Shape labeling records
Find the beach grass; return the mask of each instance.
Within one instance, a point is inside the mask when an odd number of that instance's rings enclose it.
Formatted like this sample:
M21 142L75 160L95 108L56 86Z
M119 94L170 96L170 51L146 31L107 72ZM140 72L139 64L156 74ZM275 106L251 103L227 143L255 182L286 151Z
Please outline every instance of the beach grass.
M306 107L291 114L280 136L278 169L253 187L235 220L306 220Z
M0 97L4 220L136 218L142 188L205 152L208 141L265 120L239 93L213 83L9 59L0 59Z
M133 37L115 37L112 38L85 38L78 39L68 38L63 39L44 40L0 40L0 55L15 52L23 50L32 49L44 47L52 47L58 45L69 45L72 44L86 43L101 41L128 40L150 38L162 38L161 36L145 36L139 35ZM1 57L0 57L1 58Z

• Description of the task: Update the records above so that every "beach grass" becomes "dune grass", leaving everything else unchanged.

• Output of the task:
Find the dune grass; return the mask of each instance.
Within one instance, a point is inside the mask when an odd number of that instance's rings enclose it.
Formatted like this sample:
M21 142L75 160L95 108L56 86Z
M119 94L170 96L170 51L146 31L107 72ZM140 72L139 64L156 74ZM275 106L251 103L227 143L255 182L286 151Z
Please outline every instance of the dune grass.
M306 107L291 114L280 136L278 169L253 187L235 220L306 220Z
M0 97L4 220L136 218L142 188L205 152L208 141L265 120L239 93L213 83L9 59L0 59Z
M133 37L115 37L112 38L85 38L78 39L68 38L63 39L44 40L0 40L0 55L15 52L23 50L32 49L44 47L52 47L58 45L69 45L72 44L86 43L101 41L128 40L150 38L162 38L161 36L145 36L139 35ZM1 57L0 57L1 58Z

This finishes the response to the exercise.